THE TASK ::
Starting at the line containing "Target: dark doorway" and continuing through the end of the records below, with both ends included, reproduce every line, requests included, and offset each coordinate in the points by adding 97 to it.
═════ DATA SHOWN
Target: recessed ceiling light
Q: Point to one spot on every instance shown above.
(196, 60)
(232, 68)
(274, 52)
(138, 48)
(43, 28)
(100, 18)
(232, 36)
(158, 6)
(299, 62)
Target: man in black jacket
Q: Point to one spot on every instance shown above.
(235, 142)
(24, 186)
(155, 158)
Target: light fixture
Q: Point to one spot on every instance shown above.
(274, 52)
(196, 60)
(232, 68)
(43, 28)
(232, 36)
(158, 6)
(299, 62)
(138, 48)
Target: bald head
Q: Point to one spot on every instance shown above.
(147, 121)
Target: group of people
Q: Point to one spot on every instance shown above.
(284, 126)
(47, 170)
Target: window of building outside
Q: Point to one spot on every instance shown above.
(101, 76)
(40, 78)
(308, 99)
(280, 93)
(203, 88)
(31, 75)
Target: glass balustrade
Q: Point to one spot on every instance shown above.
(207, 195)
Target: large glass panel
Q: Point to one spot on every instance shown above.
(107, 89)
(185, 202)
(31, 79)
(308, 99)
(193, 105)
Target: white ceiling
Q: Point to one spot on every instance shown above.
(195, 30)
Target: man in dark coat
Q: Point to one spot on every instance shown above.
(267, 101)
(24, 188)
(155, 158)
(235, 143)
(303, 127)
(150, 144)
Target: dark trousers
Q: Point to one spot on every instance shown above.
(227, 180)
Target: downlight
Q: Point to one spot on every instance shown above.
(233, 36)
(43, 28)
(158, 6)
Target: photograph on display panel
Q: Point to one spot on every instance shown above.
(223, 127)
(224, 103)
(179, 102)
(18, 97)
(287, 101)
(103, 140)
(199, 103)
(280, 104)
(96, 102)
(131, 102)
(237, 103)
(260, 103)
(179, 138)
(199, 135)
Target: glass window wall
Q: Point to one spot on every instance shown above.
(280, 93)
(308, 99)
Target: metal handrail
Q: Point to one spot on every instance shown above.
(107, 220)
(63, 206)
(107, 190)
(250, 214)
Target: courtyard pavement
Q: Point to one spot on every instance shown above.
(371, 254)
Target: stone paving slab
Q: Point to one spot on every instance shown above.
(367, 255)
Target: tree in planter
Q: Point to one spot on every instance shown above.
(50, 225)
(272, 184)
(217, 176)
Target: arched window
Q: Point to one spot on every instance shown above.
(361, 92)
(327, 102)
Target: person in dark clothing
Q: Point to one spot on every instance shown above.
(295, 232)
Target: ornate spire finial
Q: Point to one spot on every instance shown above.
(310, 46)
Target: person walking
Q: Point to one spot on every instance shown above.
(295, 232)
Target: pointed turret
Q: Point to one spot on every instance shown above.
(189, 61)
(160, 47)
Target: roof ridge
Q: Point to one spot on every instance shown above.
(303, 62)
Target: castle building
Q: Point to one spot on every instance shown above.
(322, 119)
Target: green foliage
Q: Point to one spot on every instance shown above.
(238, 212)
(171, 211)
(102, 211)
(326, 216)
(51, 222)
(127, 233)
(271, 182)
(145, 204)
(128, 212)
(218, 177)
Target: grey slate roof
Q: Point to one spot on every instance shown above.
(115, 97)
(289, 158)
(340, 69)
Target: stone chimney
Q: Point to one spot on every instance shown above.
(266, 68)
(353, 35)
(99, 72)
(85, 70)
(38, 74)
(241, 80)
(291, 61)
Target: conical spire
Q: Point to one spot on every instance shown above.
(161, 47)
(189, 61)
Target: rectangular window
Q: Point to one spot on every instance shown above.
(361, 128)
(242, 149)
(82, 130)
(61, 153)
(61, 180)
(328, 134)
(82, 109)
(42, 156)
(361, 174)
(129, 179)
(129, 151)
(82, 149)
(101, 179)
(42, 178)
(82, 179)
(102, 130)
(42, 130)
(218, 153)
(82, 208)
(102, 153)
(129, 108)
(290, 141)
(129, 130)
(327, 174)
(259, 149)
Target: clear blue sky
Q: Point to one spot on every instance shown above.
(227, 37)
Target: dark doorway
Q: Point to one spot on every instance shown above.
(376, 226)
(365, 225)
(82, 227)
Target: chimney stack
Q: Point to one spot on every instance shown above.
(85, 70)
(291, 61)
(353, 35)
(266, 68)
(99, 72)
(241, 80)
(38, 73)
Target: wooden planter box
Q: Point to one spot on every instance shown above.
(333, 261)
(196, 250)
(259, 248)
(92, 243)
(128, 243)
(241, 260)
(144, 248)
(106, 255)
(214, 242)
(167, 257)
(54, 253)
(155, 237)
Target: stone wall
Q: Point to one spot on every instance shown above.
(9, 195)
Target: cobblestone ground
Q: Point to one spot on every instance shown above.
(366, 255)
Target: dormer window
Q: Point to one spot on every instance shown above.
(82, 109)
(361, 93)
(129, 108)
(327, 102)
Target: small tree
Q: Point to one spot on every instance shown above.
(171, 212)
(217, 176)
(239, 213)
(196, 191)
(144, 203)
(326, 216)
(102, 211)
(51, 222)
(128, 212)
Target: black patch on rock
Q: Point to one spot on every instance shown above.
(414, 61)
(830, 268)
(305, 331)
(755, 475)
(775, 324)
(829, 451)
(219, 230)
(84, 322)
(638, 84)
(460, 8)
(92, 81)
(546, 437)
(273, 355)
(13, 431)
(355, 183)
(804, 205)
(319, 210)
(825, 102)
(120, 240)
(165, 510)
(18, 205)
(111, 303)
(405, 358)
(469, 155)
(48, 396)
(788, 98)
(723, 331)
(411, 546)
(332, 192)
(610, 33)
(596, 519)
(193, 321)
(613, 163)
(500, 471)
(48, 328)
══════════
RESPONSE ::
Target: dark doorway
Q: Point to one spot on every instance shown above.
(473, 323)
(462, 322)
(179, 324)
Target: chimney stack
Q: Point to one spot on every instance shown above.
(182, 167)
(388, 158)
(450, 132)
(363, 165)
(196, 169)
(338, 177)
(135, 170)
Target: wooden planter box
Q: Point to one spot on every instance shown above.
(430, 358)
(293, 347)
(356, 345)
(189, 340)
(225, 340)
(338, 357)
(241, 345)
(203, 352)
(311, 339)
(264, 354)
(151, 350)
(252, 334)
Target: stone wall
Q: Point to one spot on every instance shown above.
(106, 292)
Target: cobblestone ground
Q: Point to one spot on every instance shown above.
(463, 352)
Target: dormer window
Q: Point to one spot on every instance shown above.
(179, 206)
(458, 190)
(226, 205)
(424, 199)
Target: small tree
Q: Point to one spot on every instance shown above.
(268, 309)
(314, 273)
(336, 310)
(293, 288)
(241, 300)
(423, 313)
(199, 308)
(148, 319)
(225, 309)
Target: black patch on rock
Q: Point to one spot on every instance shown above.
(511, 158)
(927, 365)
(402, 428)
(852, 572)
(872, 421)
(926, 548)
(316, 327)
(181, 419)
(735, 181)
(557, 105)
(189, 178)
(643, 534)
(370, 452)
(110, 528)
(452, 280)
(901, 302)
(416, 307)
(922, 199)
(217, 337)
(262, 607)
(115, 302)
(208, 400)
(502, 455)
(566, 252)
(145, 493)
(885, 195)
(820, 428)
(508, 643)
(429, 289)
(707, 130)
(693, 616)
(290, 418)
(710, 260)
(597, 568)
(145, 425)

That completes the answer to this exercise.